*Consigne 1:*
Dans l'extrait sur le suffrage universel, réécris plus brièvement, sous forme de liste, le paragraphe qui commence par « Pour n'être qu'une loi », en conservant ses faits principaux.

*Extrait du texte:*
»»
Page:Revue des Deux Mondes - 1850 - tome 6.djvu/957

Le texte de cette page a été corrigé et est conforme au fac-similé.

Pour n’être qu’une loi et n’être pas un droit, le suffrage universel, tel que l’a créé la constitution, doit-il être moins respecté ? A Dieu ne plaise ! Quant à nous, nous n’avons pas besoin de savoir s’il est bon ; il nous suffit qu’il soit constitutionnel. Aussi ce que nous approuvons dans la réforme électorale, c’est qu’elle s’est renfermée scrupuleusement dans le cercle de la constitution ; mais qu’on ne prenne pas ce respect du parti modéré pour un acte d’adhésion et d’amour envers le suffrage universel. Nous faisons aujourd’hui par la loi tout ce que nous pouvons faire par la loi, mais nous ne renonçons pas à faire par la révision tout ce que nous pourrons faire pour régler d’une manière plus ferme encore le suffrage universel. Nous sommes de ceux en effet qui ne veulent pas détruire le suffrage universel, mais qui veulent le régulariser, afin d’en faire autre chose qu’un instrument de révolution.

Nous ne sommes point ingrats envers le suffrage universel, parce que nous croyons que, s’il nous a sauvés en 1848, il n’a fait qu’obéir en cela à l’irrésistible ascendant de l’opinion publique, qui protestait contre le gouvernement provisoire. Nous ne sommes point ingrats envers le suffrage universel, parce que nous n’en avons jamais reconnu l’excellence, et que nous ne le trouvons pas bon, mais constitutionnel. Nous ne sommes pas tenus d’aimer le suffrage universel, mais nous sommes tenus de le respecter jusqu’à la révision. C’est ce que fait le parti modéré. Et si nous insistons ainsi sur la révision, c’est que nous pensons qu’il est bon de savoir que la réforme que nous apportons en ce moment au suffrage universel n’est pas la dernière, et que nous ne le confirmons pas par la loi nouvelle dans toutes les dispositions que nous ne changeons pas. Nous faisons par la loi ce que nous pouvons faire par la loi ; nous ferons le reste par la révision, et nous le ferons légalement, comme ce que nous faisons en ce moment, car nous devons respecter la constitution jusqu’à ce que nos adversaires la violent eux-mêmes par l’insurrection, sous prétexte de la défendre. S’ils la déchirent en effet eux-mêmes, s’ils la mettent en morceaux pour s’en faire un étendard sanglant contre la société, nous ne serons pas d’avis de ramasser les morceaux de cette constitution dilacérée par ses propres auteurs.
««
*Données enregistrées:*
»»
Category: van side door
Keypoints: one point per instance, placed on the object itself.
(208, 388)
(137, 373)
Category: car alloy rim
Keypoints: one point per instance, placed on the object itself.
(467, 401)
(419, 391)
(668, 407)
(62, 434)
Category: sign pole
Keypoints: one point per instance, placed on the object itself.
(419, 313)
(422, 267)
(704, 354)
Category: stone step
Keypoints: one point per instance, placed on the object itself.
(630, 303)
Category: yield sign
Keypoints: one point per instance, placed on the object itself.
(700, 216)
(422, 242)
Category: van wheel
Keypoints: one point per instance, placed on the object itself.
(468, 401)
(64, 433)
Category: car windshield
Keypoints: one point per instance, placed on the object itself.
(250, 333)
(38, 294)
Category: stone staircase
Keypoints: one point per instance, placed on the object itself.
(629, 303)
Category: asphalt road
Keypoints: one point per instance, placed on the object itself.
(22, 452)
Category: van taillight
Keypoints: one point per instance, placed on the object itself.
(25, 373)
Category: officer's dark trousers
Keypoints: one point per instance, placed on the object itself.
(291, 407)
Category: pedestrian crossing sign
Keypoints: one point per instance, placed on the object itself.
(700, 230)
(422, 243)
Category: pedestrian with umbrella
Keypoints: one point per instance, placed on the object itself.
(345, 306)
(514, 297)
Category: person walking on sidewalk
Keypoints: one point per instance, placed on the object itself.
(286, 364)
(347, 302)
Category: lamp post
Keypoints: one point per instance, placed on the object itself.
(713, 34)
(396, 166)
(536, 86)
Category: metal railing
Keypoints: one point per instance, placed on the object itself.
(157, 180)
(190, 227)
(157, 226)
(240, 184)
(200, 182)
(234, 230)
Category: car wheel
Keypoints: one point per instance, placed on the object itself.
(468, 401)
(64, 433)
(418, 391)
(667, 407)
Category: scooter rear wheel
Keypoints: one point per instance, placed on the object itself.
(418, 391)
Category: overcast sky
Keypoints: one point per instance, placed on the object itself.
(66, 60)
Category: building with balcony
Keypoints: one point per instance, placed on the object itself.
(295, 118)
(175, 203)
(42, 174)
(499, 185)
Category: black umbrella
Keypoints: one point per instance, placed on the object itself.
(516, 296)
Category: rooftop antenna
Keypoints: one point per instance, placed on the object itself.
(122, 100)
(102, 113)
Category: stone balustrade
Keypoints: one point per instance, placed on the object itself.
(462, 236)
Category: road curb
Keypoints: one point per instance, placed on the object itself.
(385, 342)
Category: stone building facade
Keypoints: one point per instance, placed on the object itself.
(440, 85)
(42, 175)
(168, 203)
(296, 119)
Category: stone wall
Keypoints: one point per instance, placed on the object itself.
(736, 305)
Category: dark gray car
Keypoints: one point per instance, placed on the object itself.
««
*Consigne 2:*
Restitue sous forme de tableau Markdown le passage du listing allant de la ligne qui contient « Category: person walking on sidewalk » jusqu'à la fin du listing, ces deux bornes comprises. Utilise deux colonnes, « n° » pour le numéro de rangée et « Ligne » pour la ligne, et omets les lignes vides.

*Réponse 1:*
- Le suffrage universel, tel que la constitution l'a créé, est une loi et non un droit, mais il doit être respecté.
- Il n'est pas nécessaire de savoir s'il est bon : il suffit qu'il soit constitutionnel.
- La réforme électorale est approuvée parce qu'elle est restée strictement dans le cadre de la constitution.
- Ce respect du parti modéré n'est ni une adhésion au suffrage universel ni un signe d'amour envers lui.
- Le parti fait aujourd'hui par la loi tout ce que la loi permet, et ne renonce pas à régler plus fermement le suffrage universel par la révision.
- Il ne veut pas détruire le suffrage universel, mais le régulariser, pour qu'il cesse d'être un instrument de révolution.

*Réponse 2:*
| n° | Ligne |
|---|---|
| 1 | Category: person walking on sidewalk |
| 2 | Keypoints: one point per instance, placed on the object itself. |
| 3 | (286, 364) |
| 4 | (347, 302) |
| 5 | Category: lamp post |
| 6 | Keypoints: one point per instance, placed on the object itself. |
| 7 | (713, 34) |
| 8 | (396, 166) |
| 9 | (536, 86) |
| 10 | Category: metal railing |
| 11 | Keypoints: one point per instance, placed on the object itself. |
| 12 | (157, 180) |
| 13 | (190, 227) |
| 14 | (157, 226) |
| 15 | (240, 184) |
| 16 | (200, 182) |
| 17 | (234, 230) |
| 18 | Category: car wheel |
| 19 | Keypoints: one point per instance, placed on the object itself. |
| 20 | (468, 401) |
| 21 | (64, 433) |
| 22 | (418, 391) |
| 23 | (667, 407) |
| 24 | Category: scooter rear wheel |
| 25 | Keypoints: one point per instance, placed on the object itself. |
| 26 | (418, 391) |
| 27 | Category: overcast sky |
| 28 | Keypoints: one point per instance, placed on the object itself. |
| 29 | (66, 60) |
| 30 | Category: building with balcony |
| 31 | Keypoints: one point per instance, placed on the object itself. |
| 32 | (295, 118) |
| 33 | (175, 203) |
| 34 | (42, 174) |
| 35 | (499, 185) |
| 36 | Category: black umbrella |
| 37 | Keypoints: one point per instance, placed on the object itself. |
| 38 | (516, 296) |
| 39 | Category: rooftop antenna |
| 40 | Keypoints: one point per instance, placed on the object itself. |
| 41 | (122, 100) |
| 42 | (102, 113) |
| 43 | Category: stone balustrade |
| 44 | Keypoints: one point per instance, placed on the object itself. |
| 45 | (462, 236) |
| 46 | Category: road curb |
| 47 | Keypoints: one point per instance, placed on the object itself. |
| 48 | (385, 342) |
| 49 | Category: stone building facade |
| 50 | Keypoints: one point per instance, placed on the object itself. |
| 51 | (440, 85) |
| 52 | (42, 175) |
| 53 | (168, 203) |
| 54 | (296, 119) |
| 55 | Category: stone wall |
| 56 | Keypoints: one point per instance, placed on the object itself. |
| 57 | (736, 305) |
| 58 | Category: dark gray car |
| 59 | Keypoints: one point per instance, placed on the object itself. |